Required task A
For each statement, answer yes or no according to the market report, and quote the words of the report that decide it. (i) The UK construction PMI reached 62.6 for November. (ii) The FTSE 250 was up on the morning. (iii) The Chinese services sector data showed a rise in activity for November.
Required task B
Write out the stretch of the market report from "Miners tumble as" through "2014 and 2015.", substituting "resource stocks" for "mining stocks".
Required task C
Name every company whose target the market report says UBS cut.

Selection

• • •

- Risk appetite fades as markets await jobs data
- Mining, financial sectors sold off
- UK construction PMI defies expectations, jumps to six-year high
techMARK 2,645.44 -0.31%
FTSE 100 6,539.87 -0.84%
FTSE 250 15,211.51 -0.80%
UK markets were firmly in negative territory on Tuesday morning despite some strong data on the domestic construction sector, as heavy falls in the mining and financial sectors weighed on FTSE 100.
While things look pretty busy on the macro agenda over the coming days - with plenty of economic data on tap and policy meetings in both the UK and Europe - the focus is likely to be on the all-important US jobs report due Friday, which could be a deciding factor in the Federal Reserve's impending taper of stimulus.
Yesterday global manufacturing figures for November beat forecasts across the board [Capital Economics points out that manufacturing in BRIC economies is lagging behind] but a surprising pick-up in US manufacturing activity to a two-and-a-half-year high was met with a mixed reaction from financial markets.
"The better than forecast US ISM manufacturing report released Monday prompted concern that upbeat performance of the US economy, as indicated by recent data, could see the Fed initiate tapering at this month's policy meeting," said Market Strategist Ishaq Siddiqi from ETX Capital.
Today's schedule was relatively light, though the UK construction sector was making headlines this morning after the purchasing managers' index (PMI) for November smashed forecasts . The PMI unexpectedly surged to a six-year high of 62.6 last month, up from 59.4 in October and well ahead of the forecast for a slight fall to 59.
Nevertheless, stocks were relatively unfazed, with risk appetite on the low-side across Europe.
"You can certainly understand a bit of profit-taking in the current environment, especially in the context of 2013 gains, but the question will be if this is simply the bulls recharging for a traditional 'Santa Rally' or if they have decided to cash in and enjoy the festive season on a healthy bank balance," said Toby Morris, Senior Sales Trader at CMC Markets.
Overnight the latest "official" Chinese services sector purchasing managers´ data revealed a dip in activity levels for November.
Miners tumble as UBS cuts targets
Extended falls in metals prices were weighing on the FTSE 100 with mining stocks broadly lower. UBS was also providing some downwards pressure as it slashed target price across the sector after making reductions in gold and silver forecasts for 2014 and 2015.
The bank cut its targets for Antofagasta, Aquarius Platinum, Fresnillo, Hochschild Mining, Kazakhmys, Lonmin and Rio Tinto, all of which were trading with heavy losses.

• • •

Point annotation records
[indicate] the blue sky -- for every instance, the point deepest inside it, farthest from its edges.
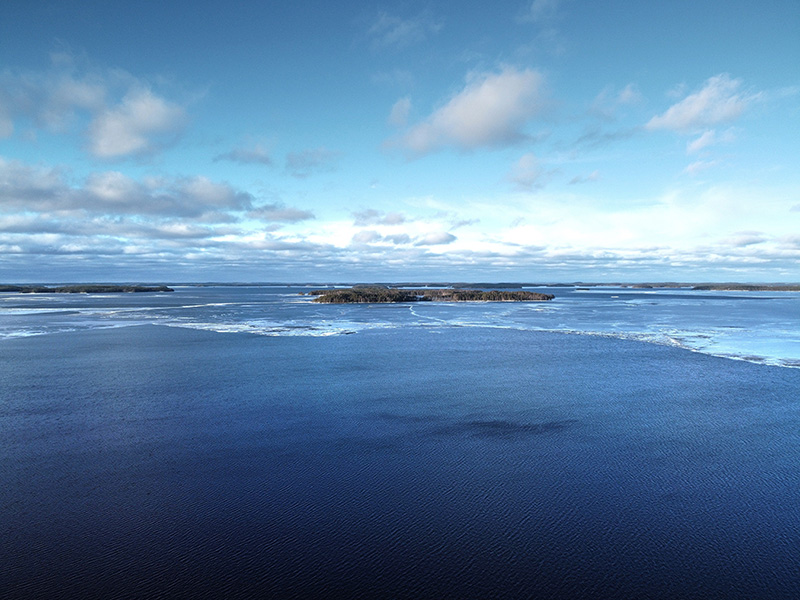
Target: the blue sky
(535, 140)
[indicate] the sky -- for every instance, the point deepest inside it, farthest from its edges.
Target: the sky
(519, 140)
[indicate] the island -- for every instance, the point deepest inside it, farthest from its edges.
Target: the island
(393, 295)
(83, 289)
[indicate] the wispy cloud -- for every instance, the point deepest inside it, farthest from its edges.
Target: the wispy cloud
(609, 101)
(392, 31)
(539, 11)
(306, 162)
(377, 217)
(720, 100)
(700, 166)
(255, 155)
(126, 116)
(492, 110)
(42, 189)
(398, 116)
(136, 126)
(279, 213)
(436, 238)
(593, 176)
(527, 173)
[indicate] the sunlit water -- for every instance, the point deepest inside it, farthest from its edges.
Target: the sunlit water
(244, 442)
(755, 326)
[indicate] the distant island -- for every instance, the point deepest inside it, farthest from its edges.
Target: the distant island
(83, 289)
(392, 295)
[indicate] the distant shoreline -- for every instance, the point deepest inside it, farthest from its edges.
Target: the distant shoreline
(393, 295)
(83, 289)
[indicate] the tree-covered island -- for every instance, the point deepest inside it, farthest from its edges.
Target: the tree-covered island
(84, 289)
(392, 295)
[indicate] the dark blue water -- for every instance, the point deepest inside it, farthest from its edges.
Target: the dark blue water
(408, 462)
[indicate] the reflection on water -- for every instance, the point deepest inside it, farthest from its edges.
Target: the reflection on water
(753, 326)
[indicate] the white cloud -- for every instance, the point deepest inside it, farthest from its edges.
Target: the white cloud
(390, 30)
(593, 176)
(39, 189)
(398, 117)
(541, 10)
(608, 102)
(257, 155)
(526, 172)
(278, 212)
(126, 117)
(707, 138)
(302, 164)
(435, 239)
(134, 126)
(719, 101)
(492, 110)
(366, 236)
(377, 217)
(699, 166)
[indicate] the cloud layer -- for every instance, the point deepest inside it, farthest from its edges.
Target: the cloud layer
(492, 110)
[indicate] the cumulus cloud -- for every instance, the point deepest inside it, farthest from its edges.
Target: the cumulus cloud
(393, 31)
(527, 172)
(279, 212)
(303, 164)
(135, 126)
(398, 116)
(609, 101)
(491, 111)
(541, 11)
(42, 189)
(720, 100)
(700, 166)
(366, 236)
(593, 176)
(256, 155)
(126, 116)
(435, 239)
(377, 217)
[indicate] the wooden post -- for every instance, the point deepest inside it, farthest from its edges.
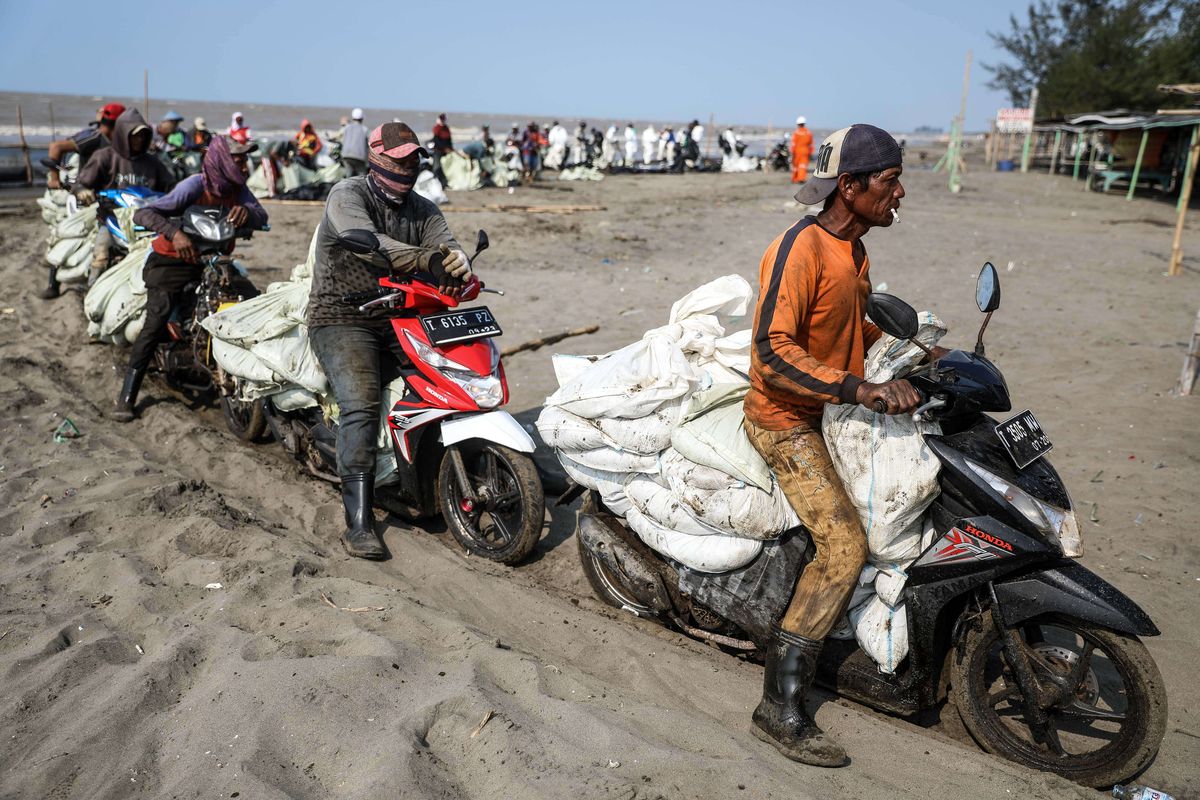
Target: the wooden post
(1191, 362)
(957, 166)
(1029, 134)
(24, 148)
(1137, 164)
(1054, 156)
(1189, 174)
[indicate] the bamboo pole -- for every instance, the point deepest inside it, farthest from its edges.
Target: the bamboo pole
(1137, 164)
(1191, 362)
(1054, 156)
(24, 148)
(1029, 134)
(1189, 174)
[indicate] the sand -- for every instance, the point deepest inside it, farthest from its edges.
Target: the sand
(124, 675)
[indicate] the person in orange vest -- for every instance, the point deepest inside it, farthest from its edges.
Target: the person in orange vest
(802, 150)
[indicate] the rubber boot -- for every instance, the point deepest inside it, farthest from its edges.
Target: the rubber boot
(129, 397)
(780, 719)
(52, 289)
(358, 497)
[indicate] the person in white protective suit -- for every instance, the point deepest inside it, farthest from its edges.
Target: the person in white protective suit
(580, 144)
(630, 144)
(558, 140)
(649, 140)
(611, 150)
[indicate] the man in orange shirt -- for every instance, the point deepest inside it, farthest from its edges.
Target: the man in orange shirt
(810, 338)
(802, 150)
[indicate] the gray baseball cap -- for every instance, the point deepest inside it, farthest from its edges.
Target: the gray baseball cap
(857, 149)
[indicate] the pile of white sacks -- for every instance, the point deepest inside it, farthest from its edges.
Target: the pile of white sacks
(72, 234)
(655, 428)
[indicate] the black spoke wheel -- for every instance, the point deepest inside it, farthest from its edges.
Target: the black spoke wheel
(502, 517)
(1099, 708)
(245, 419)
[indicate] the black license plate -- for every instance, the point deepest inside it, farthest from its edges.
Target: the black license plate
(1024, 439)
(463, 325)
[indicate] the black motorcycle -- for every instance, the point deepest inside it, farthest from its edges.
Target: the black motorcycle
(185, 359)
(1039, 655)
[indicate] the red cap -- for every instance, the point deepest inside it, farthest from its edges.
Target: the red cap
(109, 113)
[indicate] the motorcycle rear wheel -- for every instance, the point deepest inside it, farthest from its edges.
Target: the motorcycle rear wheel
(245, 419)
(1117, 698)
(504, 522)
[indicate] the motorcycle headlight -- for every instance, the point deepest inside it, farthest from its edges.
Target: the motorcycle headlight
(207, 228)
(485, 390)
(1059, 524)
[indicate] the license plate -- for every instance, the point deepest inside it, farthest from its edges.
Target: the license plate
(1024, 439)
(463, 325)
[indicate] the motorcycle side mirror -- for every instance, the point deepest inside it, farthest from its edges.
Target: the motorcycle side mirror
(895, 318)
(988, 289)
(359, 241)
(987, 298)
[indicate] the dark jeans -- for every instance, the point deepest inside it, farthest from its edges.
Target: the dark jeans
(167, 281)
(359, 361)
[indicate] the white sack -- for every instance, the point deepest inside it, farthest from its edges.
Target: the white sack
(717, 439)
(733, 507)
(715, 553)
(610, 459)
(611, 486)
(882, 632)
(661, 507)
(888, 471)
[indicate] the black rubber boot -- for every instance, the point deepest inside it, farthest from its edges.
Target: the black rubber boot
(52, 289)
(780, 719)
(129, 396)
(358, 497)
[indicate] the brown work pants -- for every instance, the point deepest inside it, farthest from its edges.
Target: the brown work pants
(804, 470)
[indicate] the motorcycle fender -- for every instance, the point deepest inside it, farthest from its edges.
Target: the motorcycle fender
(490, 426)
(1073, 590)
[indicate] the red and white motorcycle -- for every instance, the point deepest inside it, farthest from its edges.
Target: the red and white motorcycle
(455, 451)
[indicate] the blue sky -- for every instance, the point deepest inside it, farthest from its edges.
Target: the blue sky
(897, 64)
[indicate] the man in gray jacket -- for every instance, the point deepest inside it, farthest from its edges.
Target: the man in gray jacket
(359, 350)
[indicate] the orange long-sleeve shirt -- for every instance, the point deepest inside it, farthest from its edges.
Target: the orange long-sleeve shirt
(810, 332)
(802, 144)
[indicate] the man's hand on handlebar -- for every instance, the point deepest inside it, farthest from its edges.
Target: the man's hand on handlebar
(184, 246)
(238, 216)
(893, 397)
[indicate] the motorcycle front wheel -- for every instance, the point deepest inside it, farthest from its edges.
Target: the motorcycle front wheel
(1099, 692)
(503, 521)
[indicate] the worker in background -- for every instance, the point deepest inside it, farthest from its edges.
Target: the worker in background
(802, 150)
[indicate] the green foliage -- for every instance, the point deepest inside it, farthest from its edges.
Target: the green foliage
(1099, 54)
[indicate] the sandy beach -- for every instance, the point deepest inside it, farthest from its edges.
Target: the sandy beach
(309, 674)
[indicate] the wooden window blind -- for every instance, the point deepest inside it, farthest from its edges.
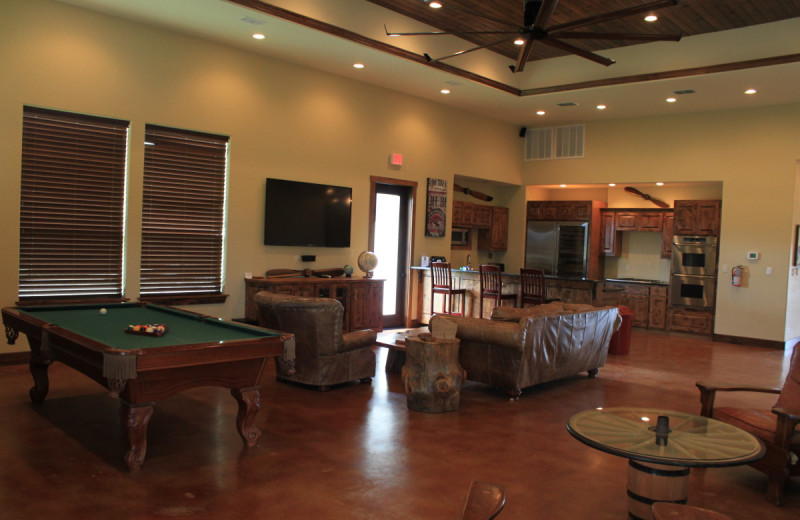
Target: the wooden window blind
(71, 205)
(183, 213)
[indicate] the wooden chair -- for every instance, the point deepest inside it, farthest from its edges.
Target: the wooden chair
(777, 428)
(534, 289)
(492, 287)
(442, 283)
(484, 501)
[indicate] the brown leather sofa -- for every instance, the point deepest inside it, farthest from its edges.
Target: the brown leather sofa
(323, 355)
(518, 348)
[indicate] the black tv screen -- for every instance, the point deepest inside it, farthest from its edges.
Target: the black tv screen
(306, 214)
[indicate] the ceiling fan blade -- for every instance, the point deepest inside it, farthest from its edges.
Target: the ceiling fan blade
(602, 60)
(440, 33)
(545, 11)
(524, 54)
(613, 15)
(459, 53)
(620, 36)
(477, 194)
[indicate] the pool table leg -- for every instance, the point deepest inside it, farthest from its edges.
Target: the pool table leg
(135, 418)
(249, 400)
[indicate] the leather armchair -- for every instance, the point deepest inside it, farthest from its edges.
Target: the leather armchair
(777, 428)
(324, 356)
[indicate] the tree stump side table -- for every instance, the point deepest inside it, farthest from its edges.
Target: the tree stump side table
(432, 375)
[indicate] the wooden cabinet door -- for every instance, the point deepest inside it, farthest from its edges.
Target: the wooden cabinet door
(482, 217)
(666, 236)
(610, 244)
(650, 221)
(625, 221)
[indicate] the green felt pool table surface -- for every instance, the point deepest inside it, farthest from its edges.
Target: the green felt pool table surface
(182, 327)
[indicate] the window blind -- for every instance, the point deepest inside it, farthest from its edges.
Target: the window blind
(71, 205)
(183, 212)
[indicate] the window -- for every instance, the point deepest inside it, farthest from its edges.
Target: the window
(71, 205)
(183, 215)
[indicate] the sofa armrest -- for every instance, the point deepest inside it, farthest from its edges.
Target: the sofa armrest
(501, 333)
(358, 339)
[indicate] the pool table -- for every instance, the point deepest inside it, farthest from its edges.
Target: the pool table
(196, 350)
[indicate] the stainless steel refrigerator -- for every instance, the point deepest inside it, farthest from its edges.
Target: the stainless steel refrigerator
(559, 248)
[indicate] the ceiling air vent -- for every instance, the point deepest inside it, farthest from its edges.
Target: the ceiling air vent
(560, 142)
(538, 144)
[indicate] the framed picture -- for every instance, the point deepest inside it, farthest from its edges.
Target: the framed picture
(796, 246)
(436, 209)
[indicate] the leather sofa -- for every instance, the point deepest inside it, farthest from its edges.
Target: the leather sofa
(324, 356)
(518, 348)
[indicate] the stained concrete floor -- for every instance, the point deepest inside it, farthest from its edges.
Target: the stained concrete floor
(357, 452)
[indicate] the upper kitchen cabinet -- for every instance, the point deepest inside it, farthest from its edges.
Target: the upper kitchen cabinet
(697, 217)
(560, 210)
(495, 238)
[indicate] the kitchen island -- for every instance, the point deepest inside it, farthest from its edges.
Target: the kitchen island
(570, 290)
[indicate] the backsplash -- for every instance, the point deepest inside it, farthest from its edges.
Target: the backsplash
(640, 258)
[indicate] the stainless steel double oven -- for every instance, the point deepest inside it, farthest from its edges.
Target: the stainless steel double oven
(694, 271)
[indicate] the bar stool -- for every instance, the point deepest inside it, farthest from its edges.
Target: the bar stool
(442, 283)
(492, 287)
(533, 287)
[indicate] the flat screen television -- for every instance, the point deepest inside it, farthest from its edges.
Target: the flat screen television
(306, 214)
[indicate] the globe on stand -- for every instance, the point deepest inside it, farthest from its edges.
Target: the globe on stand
(367, 261)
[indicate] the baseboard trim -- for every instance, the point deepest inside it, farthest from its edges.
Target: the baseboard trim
(753, 342)
(15, 358)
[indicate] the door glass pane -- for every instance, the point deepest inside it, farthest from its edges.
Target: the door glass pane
(387, 228)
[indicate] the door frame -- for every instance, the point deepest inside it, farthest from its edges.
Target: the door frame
(374, 180)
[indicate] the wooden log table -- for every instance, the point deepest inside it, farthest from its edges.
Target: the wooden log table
(432, 375)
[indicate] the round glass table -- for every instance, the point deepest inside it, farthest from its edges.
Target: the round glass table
(661, 446)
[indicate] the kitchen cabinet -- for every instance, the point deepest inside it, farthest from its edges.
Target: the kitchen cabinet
(657, 308)
(560, 210)
(666, 236)
(571, 291)
(697, 217)
(462, 214)
(496, 237)
(482, 216)
(611, 240)
(639, 220)
(690, 320)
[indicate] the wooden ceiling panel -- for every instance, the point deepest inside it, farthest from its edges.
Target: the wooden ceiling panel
(689, 17)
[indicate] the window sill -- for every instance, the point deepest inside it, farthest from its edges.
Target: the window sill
(183, 299)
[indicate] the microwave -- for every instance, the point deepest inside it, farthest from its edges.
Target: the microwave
(459, 237)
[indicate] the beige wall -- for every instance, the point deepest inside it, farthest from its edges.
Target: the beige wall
(292, 122)
(753, 153)
(283, 121)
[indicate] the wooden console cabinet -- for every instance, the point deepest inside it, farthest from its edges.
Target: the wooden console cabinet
(362, 298)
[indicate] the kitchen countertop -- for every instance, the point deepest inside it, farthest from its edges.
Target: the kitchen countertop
(572, 278)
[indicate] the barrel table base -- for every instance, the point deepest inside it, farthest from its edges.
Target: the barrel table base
(649, 483)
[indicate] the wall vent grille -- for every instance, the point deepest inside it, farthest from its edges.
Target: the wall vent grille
(560, 142)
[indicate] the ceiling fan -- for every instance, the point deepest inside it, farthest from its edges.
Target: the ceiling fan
(535, 28)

• • •

Complete response A
(i) Yes: "The PMI unexpectedly surged to a six-year high of 62.6 last month, up from 59.4 in October"
(ii) No: "FTSE 250 15,211.51 -0.80%"
(iii) No: "revealed a dip in activity levels for November"

Complete response B
Miners tumble as UBS cuts targets
Extended falls in metals prices were weighing on the FTSE 100 with resource stocks broadly lower. UBS was also providing some downwards pressure as it slashed target price across the sector after making reductions in gold and silver forecasts for 2014 and 2015.

Complete response C
Antofagasta, Aquarius Platinum, Fresnillo, Hochschild Mining, Kazakhmys, Lonmin, Rio Tinto